== Reading passage ==
══════
I was lucky enough to have lived a life before ArtCenter.
What do I mean when I say this? For one, I had a background in biology and worked in a virology laboratory. I got my undergraduate degree in English from the University of North Carolina at Chapel Hill. I have enjoyed learning since childhood and studying keeps me engaged, curious. It’s part of why I was so drawn to science, then literature, then art. All are fueled by an investigatory drive.
ArtCenter was a great place for me, even if I had my head in the clouds. As a student, I was at least a decade older than most of my fellow classmates. During my time there, the college was attempting to lend the fine art discipline the same esteem traditionally associated with its design departments. The MFA program took off with added faculty, visiting artists, and studios on campus.
I was still observing and investigating, but now my thinking and making became more experimental, fostered by a sense of play. My sculpture and installation work was becoming more conceptual. But I didn’t have to adhere to an established scientific method or write lucid prose in order to say what I wanted.
At a certain point, I had an epiphany. I allowed myself to be a fine artist, and that was that.
At ArtCenter, a lot of wonderful, useful design was obviously happening, but fine artists had less “finished product “ to show. Our faculty treated us as serious artists, but to students in other majors, we must have looked as though we were wasting a lot of time talking about philosophy and meaning – and trying lots of things that didn’t work out in our messy studios downstairs in the Hilltop building.
Coming up with a sustaining idea is the hardest part of the process for a fine artist. It begs the question, what does one even make art about in a world like ours? There’s a period of nurturing one’s own ideas, and, frankly, a period where one cobbles together a body of work that no one really asked for. Fine artists, in my experience, are generally motivated by a poet’s desire to do something meaningful within the culture, to give a gift to the world.
Of course, different artists work in different ways. Personally, I’m not as interested in my inner psychology or a signature style as in cultivating an outward gaze. My art is more a reaction to the wonder of being alive in such an extravagant cosmos, at this time and in this place.
It’s tough to tell someone to just “be creative.” What does that even mean? It starts with not putting the act of creating on a pedestal. Creating doesn’t have to be your sole reason for existing. I try to think of it more like a job I’m kind of made to perform. Once you remove any unnecessary prestige attached to it, creating becomes something accessible, something that’s passed down through the ages. I had to lower my own expectations so that I wasn’t paralyzed by the fear of trying.
Artists must ask themselves certain essential questions in these difficult times. How do we manage to get by? How can we all contribute? I promised myself when I started out that I would try to develop a path where I’d not get bored with my own work. My art can be formal and quite simple, dense, or tragically funny, but I’m always trying to see better and respond with authenticity. I’m uncomfortable with the current emphasis on “branding” – it sounds like we’re all products. I want viewers to experience being human in real time and space, open to mystery and slippery insights. The question I always return to is, “what would keep me engaged enough to keep learning and working for a lifetime?”
Of course, I don’t have all the answers. I try to address pressing issues, such as consumerism in the natural world, history and time, human longing for transcendence. Then I get to work making stuff in the studio. I would love to slow the world down, and encourage us to be aware of its extravagant beauty and wonder in a physical way, instead of staring at phones and screens 24/7. In that way, I’m swimming against the current. As a fine artist, I’m just one small part of a movement that is attempting to enhance the fabric of our culture. I’m just doing my part.
The question remains, what part can YOU play?
══════
== Data under study ==

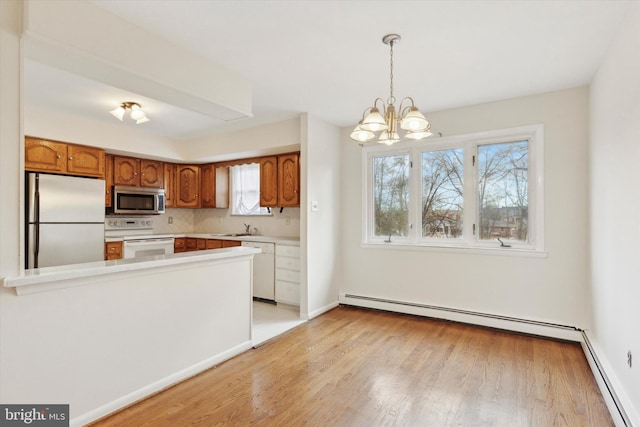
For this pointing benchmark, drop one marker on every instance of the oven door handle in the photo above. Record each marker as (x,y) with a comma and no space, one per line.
(147,242)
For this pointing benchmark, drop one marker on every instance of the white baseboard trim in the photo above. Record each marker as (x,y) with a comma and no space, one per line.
(619,404)
(158,386)
(551,330)
(318,312)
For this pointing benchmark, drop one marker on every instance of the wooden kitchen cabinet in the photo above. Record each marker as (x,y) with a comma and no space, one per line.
(169,185)
(208,186)
(137,172)
(179,244)
(151,173)
(108,180)
(269,181)
(41,155)
(288,274)
(112,250)
(187,186)
(289,180)
(191,244)
(126,171)
(280,180)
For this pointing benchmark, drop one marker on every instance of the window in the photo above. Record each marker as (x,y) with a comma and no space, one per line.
(480,190)
(245,190)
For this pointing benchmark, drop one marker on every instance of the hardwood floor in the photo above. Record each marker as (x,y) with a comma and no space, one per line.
(356,367)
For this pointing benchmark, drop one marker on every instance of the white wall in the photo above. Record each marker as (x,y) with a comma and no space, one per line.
(615,209)
(50,124)
(551,289)
(11,155)
(321,245)
(280,137)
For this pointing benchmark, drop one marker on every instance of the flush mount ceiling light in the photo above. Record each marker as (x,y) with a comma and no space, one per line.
(407,118)
(136,112)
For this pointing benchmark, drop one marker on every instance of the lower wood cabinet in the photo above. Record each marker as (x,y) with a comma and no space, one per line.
(112,250)
(288,274)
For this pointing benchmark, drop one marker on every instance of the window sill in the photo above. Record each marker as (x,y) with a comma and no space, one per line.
(498,251)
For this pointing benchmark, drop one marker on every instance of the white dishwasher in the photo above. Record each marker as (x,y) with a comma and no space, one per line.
(263,270)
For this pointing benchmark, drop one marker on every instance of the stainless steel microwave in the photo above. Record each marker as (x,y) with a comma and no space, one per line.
(137,200)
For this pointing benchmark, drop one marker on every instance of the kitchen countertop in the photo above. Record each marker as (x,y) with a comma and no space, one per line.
(291,241)
(280,240)
(39,279)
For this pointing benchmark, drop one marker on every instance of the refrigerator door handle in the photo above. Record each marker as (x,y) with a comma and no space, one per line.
(36,228)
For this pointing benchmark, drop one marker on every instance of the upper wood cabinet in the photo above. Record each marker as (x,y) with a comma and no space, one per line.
(169,185)
(126,171)
(208,186)
(280,180)
(41,155)
(187,186)
(269,181)
(108,180)
(137,172)
(289,180)
(151,173)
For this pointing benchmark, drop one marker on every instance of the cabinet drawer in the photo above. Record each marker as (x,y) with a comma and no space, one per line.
(288,275)
(179,244)
(288,263)
(288,293)
(292,251)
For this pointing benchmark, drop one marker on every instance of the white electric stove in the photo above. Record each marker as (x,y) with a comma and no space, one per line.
(138,237)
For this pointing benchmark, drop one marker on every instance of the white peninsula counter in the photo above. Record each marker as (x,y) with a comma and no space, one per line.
(124,329)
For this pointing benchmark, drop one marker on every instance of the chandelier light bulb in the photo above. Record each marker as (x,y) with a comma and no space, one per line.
(135,112)
(407,117)
(118,112)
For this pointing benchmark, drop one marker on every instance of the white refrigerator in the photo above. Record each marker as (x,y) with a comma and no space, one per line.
(65,220)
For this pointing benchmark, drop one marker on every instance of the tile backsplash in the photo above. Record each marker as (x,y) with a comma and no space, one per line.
(279,224)
(182,222)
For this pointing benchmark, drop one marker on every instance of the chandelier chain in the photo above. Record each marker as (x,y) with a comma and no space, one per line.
(391,99)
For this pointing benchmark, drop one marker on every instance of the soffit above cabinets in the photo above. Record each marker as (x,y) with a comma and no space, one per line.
(75,49)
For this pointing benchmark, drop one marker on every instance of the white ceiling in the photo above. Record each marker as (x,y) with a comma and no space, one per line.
(327,58)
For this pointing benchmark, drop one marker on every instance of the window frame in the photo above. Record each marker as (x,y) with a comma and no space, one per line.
(262,211)
(469,242)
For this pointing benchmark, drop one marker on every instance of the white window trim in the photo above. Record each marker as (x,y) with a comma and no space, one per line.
(469,244)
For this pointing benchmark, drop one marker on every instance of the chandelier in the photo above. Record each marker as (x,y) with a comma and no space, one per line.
(387,126)
(136,112)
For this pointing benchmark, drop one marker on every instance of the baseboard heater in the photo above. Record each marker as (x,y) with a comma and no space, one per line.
(592,354)
(465,312)
(614,397)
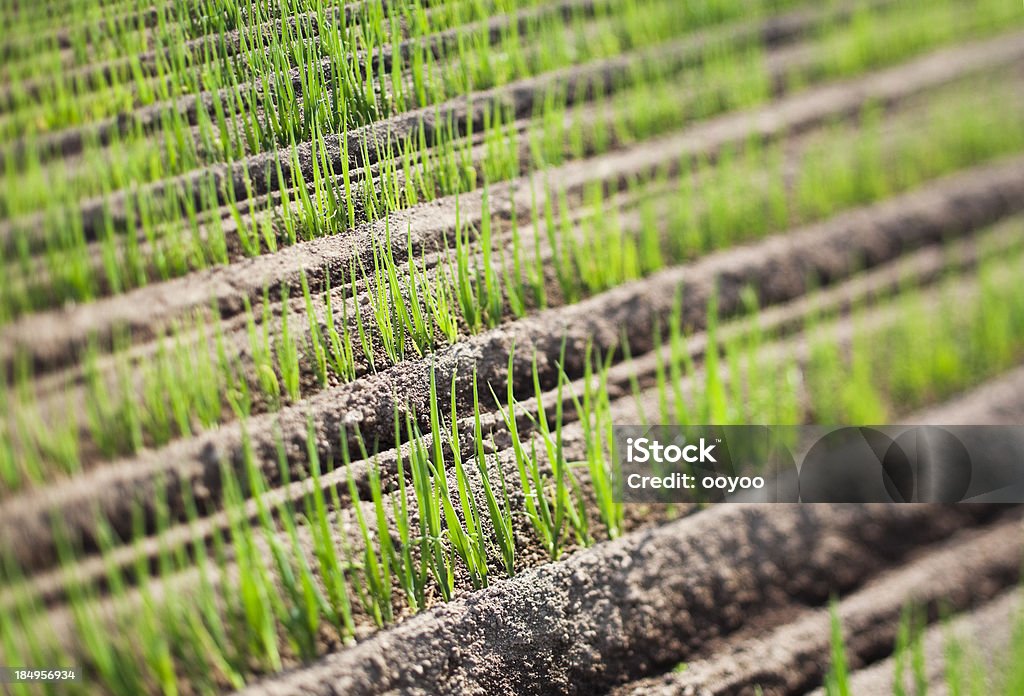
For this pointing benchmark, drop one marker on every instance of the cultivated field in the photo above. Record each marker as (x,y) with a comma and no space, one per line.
(315,319)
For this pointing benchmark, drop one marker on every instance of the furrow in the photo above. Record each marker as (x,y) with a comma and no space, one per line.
(67,332)
(629,607)
(779,268)
(972,567)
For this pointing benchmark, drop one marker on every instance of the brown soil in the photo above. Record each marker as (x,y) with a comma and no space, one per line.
(779,267)
(643,603)
(144,310)
(985,633)
(793,655)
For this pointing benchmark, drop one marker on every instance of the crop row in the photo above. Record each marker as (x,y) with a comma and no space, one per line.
(164,247)
(438,522)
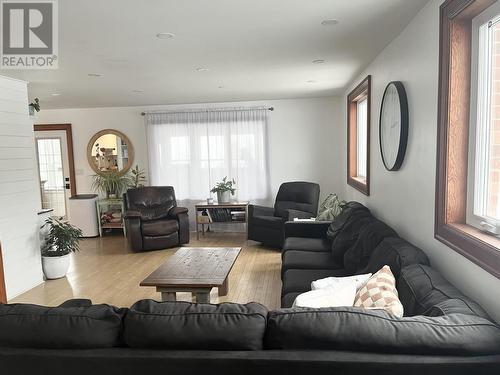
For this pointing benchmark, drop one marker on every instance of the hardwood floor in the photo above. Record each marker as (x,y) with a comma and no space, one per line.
(106,271)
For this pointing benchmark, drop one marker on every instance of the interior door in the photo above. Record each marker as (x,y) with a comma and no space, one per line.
(54,171)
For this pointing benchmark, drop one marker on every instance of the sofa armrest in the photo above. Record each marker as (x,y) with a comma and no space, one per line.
(254,210)
(292,214)
(130,214)
(306,229)
(133,229)
(77,302)
(176,211)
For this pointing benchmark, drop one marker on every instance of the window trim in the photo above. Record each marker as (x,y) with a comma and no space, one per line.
(452,142)
(359,92)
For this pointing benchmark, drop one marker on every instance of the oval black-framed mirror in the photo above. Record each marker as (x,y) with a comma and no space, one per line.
(393,125)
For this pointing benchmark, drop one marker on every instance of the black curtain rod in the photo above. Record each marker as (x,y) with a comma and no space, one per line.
(243,109)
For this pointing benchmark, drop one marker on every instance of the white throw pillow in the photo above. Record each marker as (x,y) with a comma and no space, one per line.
(340,282)
(327,297)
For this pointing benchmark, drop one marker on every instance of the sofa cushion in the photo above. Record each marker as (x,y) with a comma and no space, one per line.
(349,210)
(396,253)
(423,291)
(349,328)
(350,233)
(357,256)
(155,228)
(74,325)
(330,208)
(288,299)
(267,221)
(327,297)
(309,244)
(300,280)
(309,260)
(189,326)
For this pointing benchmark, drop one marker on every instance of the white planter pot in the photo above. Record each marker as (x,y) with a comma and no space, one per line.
(55,267)
(223,196)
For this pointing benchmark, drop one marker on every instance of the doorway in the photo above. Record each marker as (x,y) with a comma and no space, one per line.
(56,170)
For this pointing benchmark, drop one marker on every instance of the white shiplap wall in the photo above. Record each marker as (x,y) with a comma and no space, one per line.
(19,194)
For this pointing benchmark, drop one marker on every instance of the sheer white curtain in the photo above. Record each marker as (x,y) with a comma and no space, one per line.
(193,150)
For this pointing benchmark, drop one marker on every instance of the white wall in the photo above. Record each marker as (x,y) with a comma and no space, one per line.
(19,190)
(302,133)
(405,199)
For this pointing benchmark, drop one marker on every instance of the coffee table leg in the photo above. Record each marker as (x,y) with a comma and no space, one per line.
(203,297)
(168,296)
(224,288)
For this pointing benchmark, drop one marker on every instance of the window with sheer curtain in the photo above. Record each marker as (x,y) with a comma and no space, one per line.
(193,150)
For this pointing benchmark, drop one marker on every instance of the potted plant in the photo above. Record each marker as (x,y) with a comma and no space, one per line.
(111,184)
(34,106)
(61,240)
(224,190)
(137,177)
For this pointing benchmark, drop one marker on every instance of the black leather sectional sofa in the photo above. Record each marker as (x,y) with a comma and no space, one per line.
(184,338)
(442,332)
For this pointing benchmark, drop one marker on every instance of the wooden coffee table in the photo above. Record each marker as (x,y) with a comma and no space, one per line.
(196,270)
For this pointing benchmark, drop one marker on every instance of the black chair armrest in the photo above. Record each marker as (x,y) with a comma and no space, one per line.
(306,229)
(292,214)
(132,215)
(176,211)
(254,210)
(77,302)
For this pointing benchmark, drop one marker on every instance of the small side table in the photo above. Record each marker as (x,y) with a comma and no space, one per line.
(110,205)
(231,212)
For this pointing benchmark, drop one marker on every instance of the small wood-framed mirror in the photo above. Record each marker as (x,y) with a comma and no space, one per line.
(110,151)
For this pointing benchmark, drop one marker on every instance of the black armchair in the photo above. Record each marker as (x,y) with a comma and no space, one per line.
(153,220)
(294,200)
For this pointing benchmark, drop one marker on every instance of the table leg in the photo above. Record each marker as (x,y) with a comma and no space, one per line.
(203,297)
(168,297)
(224,288)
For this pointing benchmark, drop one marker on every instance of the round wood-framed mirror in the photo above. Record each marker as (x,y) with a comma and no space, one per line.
(110,150)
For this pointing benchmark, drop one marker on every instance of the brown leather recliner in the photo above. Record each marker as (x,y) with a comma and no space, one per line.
(153,220)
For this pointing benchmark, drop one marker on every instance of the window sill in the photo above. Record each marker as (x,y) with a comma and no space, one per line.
(359,183)
(489,239)
(479,247)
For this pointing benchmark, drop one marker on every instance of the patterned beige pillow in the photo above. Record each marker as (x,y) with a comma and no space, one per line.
(380,292)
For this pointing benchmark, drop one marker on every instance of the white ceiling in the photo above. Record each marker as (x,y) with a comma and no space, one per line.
(255,49)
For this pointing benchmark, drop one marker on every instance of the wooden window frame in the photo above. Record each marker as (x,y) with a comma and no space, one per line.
(452,143)
(360,91)
(3,292)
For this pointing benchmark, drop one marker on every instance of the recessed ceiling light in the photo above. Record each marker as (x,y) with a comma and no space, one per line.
(330,22)
(165,35)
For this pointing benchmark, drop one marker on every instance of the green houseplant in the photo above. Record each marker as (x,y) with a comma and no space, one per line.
(224,190)
(137,177)
(111,184)
(34,106)
(60,241)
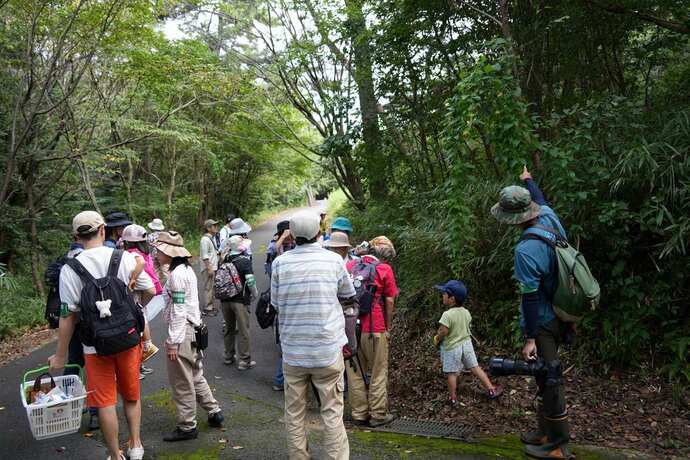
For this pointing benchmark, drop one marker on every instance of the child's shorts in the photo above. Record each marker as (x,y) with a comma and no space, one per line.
(459,358)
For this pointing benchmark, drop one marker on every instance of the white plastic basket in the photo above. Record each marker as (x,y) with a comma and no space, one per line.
(57,418)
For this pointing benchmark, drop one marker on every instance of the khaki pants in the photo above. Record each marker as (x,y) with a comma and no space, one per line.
(236,314)
(188,384)
(371,358)
(208,290)
(330,384)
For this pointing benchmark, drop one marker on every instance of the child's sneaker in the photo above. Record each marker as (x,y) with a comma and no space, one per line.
(495,392)
(149,352)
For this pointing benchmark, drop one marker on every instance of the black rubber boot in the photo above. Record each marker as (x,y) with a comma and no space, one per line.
(558,433)
(537,437)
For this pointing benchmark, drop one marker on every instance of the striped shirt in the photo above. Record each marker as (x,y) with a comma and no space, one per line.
(305,285)
(181,304)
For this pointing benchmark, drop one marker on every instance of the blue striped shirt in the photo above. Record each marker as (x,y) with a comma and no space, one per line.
(305,285)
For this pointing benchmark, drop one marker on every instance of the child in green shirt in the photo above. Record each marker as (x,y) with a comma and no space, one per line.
(455,341)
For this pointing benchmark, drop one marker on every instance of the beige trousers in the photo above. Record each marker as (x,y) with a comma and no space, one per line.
(188,385)
(236,315)
(372,358)
(330,384)
(208,290)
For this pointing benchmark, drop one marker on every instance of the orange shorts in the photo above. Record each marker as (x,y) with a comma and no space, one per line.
(108,375)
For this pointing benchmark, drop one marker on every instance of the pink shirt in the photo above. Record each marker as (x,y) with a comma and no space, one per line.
(148,268)
(386,285)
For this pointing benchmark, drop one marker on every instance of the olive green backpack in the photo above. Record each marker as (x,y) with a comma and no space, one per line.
(577,291)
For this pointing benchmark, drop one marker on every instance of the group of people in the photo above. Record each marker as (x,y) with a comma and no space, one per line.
(319,284)
(316,276)
(127,267)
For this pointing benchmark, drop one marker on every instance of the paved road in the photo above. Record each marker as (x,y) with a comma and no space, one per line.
(253,429)
(253,410)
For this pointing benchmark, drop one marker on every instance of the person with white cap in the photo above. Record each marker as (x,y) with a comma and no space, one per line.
(135,241)
(185,368)
(236,310)
(306,284)
(239,227)
(209,263)
(106,374)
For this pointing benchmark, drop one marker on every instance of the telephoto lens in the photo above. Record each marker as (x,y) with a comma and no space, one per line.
(505,366)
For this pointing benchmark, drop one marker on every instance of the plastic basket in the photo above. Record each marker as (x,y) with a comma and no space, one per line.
(57,418)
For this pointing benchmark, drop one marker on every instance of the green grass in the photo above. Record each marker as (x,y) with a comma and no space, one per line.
(20,308)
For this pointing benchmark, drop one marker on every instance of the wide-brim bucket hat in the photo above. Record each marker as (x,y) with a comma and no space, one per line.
(117,219)
(156,224)
(515,206)
(171,244)
(337,240)
(239,227)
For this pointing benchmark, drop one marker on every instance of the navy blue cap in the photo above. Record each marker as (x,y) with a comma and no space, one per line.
(455,288)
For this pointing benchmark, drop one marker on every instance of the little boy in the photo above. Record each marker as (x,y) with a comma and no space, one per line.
(455,341)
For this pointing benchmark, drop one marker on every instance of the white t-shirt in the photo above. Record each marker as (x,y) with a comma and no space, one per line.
(96,261)
(208,251)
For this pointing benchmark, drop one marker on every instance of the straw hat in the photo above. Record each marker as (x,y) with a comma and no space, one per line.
(156,224)
(171,244)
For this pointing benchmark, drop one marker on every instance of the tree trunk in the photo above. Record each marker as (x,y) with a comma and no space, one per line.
(171,186)
(368,105)
(33,229)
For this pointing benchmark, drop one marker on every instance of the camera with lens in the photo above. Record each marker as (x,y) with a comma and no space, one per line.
(537,368)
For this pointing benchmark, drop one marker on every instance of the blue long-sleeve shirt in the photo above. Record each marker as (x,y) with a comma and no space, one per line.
(535,266)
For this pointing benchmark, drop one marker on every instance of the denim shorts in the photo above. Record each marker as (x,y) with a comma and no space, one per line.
(459,358)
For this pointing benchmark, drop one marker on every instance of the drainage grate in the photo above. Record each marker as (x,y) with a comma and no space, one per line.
(428,428)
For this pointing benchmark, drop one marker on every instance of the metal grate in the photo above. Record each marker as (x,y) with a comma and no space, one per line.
(428,428)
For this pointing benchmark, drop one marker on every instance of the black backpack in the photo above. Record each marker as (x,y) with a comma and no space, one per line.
(52,278)
(265,312)
(122,329)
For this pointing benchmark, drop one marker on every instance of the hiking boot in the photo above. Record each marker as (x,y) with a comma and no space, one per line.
(376,422)
(93,422)
(556,446)
(495,392)
(149,352)
(537,437)
(179,434)
(135,453)
(244,365)
(216,419)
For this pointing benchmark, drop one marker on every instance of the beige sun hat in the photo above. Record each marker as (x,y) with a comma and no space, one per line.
(337,240)
(171,244)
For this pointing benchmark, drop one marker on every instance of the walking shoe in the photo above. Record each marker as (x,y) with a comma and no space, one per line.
(376,422)
(496,392)
(179,434)
(93,422)
(135,453)
(149,352)
(244,365)
(145,370)
(216,419)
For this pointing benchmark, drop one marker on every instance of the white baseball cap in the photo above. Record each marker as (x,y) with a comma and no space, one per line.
(305,224)
(86,222)
(134,233)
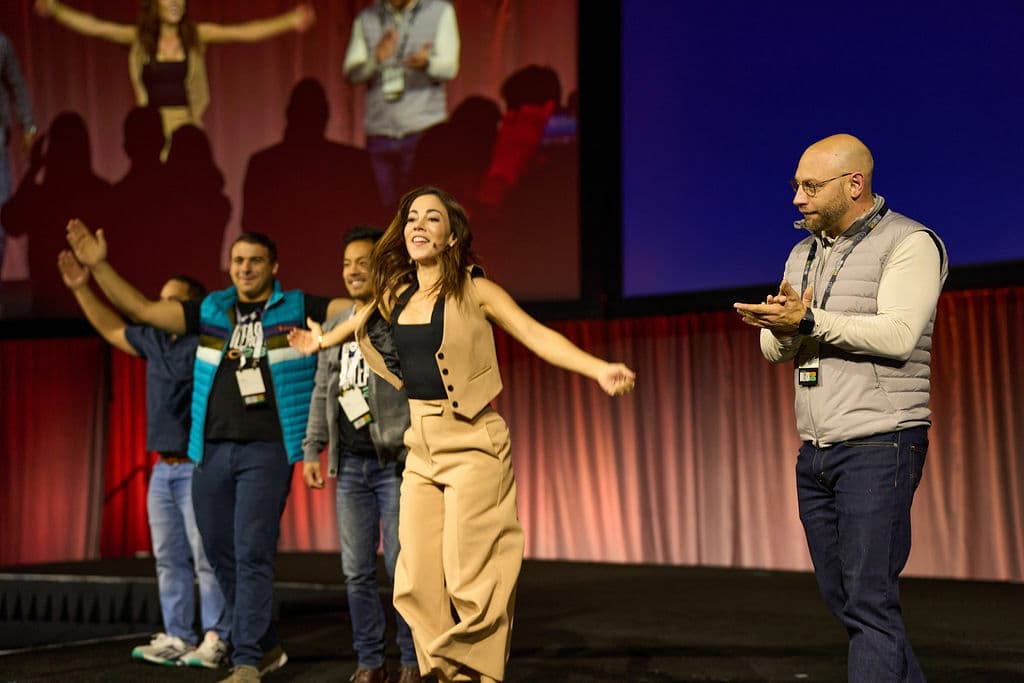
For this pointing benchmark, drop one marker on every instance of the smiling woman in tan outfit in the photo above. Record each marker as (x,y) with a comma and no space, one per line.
(461,541)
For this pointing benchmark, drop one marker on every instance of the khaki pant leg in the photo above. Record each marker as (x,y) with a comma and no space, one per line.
(482,542)
(420,595)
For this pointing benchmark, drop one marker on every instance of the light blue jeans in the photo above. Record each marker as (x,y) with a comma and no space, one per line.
(368,502)
(180,558)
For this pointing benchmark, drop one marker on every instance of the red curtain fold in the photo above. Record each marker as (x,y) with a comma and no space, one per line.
(52,432)
(126,477)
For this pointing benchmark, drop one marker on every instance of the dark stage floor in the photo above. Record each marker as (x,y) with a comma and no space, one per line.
(585,623)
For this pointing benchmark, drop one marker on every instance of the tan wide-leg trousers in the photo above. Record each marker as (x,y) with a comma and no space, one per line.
(461,542)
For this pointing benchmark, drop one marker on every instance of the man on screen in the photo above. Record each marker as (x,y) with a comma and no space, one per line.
(859,334)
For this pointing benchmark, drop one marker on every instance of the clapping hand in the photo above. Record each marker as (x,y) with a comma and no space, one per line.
(616,379)
(306,341)
(89,248)
(73,272)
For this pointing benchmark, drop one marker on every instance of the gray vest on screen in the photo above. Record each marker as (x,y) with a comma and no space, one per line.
(423,103)
(858,394)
══════
== The task ==
Reproduce word for word the passage of the essay on becoming a fine artist that opens with the words containing "I was still" and closes with "what I wanted.".

== Answer section ==
I was still observing and investigating, but now my thinking and making became more experimental, fostered by a sense of play. My sculpture and installation work was becoming more conceptual. But I didn’t have to adhere to an established scientific method or write lucid prose in order to say what I wanted.